PROBLEM TO WORK ON —
All lines holding the string "religious" should be copied from the data below.
- - - -
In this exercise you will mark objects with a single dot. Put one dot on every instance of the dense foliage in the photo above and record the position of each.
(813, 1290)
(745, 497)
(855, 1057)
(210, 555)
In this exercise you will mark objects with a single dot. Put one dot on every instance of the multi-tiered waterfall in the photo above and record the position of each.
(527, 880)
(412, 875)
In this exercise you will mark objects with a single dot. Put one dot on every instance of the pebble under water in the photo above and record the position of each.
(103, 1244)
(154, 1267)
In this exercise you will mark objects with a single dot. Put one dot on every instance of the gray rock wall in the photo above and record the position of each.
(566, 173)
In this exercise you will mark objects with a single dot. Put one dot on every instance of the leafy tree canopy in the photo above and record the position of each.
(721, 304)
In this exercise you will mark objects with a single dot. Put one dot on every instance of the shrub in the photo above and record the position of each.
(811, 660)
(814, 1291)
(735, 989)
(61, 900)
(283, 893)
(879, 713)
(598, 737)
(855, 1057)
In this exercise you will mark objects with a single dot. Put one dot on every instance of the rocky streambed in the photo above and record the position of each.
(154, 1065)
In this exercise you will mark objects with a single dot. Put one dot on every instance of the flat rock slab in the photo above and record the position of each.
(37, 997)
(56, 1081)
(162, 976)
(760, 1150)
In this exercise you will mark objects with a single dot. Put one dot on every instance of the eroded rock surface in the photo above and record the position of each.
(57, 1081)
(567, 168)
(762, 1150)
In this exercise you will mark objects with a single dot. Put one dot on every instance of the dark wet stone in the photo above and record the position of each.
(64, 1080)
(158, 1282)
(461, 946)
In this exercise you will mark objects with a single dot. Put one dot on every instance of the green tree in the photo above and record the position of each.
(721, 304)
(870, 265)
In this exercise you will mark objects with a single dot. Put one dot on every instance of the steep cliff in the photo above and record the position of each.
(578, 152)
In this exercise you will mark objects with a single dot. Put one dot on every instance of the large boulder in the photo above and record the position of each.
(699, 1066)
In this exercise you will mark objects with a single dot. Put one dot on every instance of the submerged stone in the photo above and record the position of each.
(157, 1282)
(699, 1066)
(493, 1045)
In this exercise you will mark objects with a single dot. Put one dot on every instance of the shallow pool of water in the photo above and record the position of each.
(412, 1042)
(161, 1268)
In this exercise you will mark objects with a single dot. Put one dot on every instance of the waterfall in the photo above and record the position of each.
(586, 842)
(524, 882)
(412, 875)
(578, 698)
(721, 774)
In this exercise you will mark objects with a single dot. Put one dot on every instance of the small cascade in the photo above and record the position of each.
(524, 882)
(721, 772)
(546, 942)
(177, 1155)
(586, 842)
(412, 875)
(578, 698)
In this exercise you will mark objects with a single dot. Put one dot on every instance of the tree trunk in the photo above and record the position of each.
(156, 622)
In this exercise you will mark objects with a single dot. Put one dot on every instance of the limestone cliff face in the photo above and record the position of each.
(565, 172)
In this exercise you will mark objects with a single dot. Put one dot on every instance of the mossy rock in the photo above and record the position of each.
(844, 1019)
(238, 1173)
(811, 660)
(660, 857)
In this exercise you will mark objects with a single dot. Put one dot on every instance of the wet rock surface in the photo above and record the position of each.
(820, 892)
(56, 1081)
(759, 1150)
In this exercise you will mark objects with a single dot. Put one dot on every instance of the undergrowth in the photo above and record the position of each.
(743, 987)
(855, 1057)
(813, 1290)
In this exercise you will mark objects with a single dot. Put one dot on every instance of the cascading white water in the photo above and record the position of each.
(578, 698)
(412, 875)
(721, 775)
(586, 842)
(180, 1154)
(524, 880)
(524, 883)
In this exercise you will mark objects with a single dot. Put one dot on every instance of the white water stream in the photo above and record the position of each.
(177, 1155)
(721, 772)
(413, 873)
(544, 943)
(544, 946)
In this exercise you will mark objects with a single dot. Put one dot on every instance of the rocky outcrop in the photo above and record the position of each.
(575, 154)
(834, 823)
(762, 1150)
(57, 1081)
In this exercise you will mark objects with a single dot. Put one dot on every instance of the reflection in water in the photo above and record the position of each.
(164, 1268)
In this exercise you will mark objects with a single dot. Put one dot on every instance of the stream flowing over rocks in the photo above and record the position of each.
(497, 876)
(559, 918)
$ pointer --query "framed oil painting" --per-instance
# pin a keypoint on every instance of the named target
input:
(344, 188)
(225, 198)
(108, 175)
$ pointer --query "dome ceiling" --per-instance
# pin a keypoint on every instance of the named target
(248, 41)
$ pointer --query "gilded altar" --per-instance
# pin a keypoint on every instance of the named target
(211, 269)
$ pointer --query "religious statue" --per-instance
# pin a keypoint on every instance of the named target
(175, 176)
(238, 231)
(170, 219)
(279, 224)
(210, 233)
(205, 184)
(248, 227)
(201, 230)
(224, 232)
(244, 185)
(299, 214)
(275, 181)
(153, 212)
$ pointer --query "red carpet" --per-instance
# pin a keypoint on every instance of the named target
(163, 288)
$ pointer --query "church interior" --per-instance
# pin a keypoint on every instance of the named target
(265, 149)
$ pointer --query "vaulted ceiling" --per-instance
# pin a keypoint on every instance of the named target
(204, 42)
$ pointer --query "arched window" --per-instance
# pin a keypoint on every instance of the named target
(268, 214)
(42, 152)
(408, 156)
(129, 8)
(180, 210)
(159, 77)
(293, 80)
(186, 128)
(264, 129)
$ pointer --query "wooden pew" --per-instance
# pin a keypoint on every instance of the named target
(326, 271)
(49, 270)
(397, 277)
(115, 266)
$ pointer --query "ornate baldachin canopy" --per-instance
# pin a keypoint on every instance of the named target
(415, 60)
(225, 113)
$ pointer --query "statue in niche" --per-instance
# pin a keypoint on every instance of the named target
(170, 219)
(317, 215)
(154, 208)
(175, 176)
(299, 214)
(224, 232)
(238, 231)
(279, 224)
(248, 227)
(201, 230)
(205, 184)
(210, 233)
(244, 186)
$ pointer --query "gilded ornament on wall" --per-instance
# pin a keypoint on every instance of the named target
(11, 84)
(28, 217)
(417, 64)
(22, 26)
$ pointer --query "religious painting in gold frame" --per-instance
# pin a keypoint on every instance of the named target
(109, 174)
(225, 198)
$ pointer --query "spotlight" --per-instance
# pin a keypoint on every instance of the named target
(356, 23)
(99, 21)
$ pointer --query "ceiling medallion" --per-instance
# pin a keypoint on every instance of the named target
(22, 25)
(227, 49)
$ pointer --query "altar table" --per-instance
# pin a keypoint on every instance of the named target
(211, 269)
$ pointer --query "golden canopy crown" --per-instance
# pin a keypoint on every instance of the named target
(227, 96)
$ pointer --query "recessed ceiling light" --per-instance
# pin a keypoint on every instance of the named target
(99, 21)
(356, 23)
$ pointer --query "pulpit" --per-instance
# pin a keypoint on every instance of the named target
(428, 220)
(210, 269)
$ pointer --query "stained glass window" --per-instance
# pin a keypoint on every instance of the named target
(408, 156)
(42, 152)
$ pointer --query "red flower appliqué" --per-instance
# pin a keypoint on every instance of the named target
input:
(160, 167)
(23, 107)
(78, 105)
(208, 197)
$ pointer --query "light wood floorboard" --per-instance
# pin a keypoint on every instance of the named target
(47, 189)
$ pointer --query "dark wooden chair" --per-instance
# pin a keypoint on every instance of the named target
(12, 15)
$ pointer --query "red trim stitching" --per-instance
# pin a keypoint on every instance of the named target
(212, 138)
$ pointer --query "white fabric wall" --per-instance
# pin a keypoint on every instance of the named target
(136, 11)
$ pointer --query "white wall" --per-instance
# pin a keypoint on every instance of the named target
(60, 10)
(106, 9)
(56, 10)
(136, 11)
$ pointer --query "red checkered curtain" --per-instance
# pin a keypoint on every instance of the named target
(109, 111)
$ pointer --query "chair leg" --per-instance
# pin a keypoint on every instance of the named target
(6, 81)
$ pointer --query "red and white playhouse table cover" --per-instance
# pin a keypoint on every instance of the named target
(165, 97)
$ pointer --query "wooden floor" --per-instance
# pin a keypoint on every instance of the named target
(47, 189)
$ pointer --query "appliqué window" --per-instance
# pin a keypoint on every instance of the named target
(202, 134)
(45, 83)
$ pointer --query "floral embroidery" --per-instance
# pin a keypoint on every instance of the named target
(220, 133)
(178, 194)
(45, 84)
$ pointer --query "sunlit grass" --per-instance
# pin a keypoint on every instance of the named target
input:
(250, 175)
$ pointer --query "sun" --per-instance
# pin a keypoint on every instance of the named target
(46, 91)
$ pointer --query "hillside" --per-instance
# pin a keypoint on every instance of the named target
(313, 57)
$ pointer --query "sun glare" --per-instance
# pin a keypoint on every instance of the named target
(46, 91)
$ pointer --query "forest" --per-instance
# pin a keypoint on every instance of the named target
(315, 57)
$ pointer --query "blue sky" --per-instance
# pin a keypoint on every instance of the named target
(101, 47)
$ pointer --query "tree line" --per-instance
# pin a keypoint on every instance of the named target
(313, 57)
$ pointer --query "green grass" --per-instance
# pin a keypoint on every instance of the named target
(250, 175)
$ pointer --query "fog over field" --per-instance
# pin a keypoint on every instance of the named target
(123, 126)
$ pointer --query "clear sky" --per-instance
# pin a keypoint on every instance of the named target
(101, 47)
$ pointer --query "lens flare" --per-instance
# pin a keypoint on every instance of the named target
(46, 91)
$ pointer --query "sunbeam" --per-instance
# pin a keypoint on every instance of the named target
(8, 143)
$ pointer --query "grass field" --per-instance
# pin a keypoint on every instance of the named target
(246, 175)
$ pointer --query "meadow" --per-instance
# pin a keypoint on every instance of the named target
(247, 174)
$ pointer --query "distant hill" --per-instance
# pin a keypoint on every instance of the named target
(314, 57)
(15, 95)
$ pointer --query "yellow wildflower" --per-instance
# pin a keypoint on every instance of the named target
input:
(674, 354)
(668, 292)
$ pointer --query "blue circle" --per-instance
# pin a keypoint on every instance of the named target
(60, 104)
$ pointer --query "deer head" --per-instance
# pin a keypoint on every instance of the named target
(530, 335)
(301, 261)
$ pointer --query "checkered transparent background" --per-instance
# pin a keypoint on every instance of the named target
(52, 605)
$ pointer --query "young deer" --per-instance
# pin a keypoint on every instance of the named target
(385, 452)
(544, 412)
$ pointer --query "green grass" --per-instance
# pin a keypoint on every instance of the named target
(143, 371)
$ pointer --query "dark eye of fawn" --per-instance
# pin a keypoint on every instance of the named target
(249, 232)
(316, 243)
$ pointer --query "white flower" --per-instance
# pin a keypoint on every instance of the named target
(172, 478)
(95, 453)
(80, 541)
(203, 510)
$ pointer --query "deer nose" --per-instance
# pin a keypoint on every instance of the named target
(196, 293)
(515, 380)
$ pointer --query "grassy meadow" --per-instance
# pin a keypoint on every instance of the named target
- - - -
ANSWER TO THE PROBLEM —
$ pointer --query "religious statue" --per-instance
$ pointer --query "religious painting in gold frame" --per-instance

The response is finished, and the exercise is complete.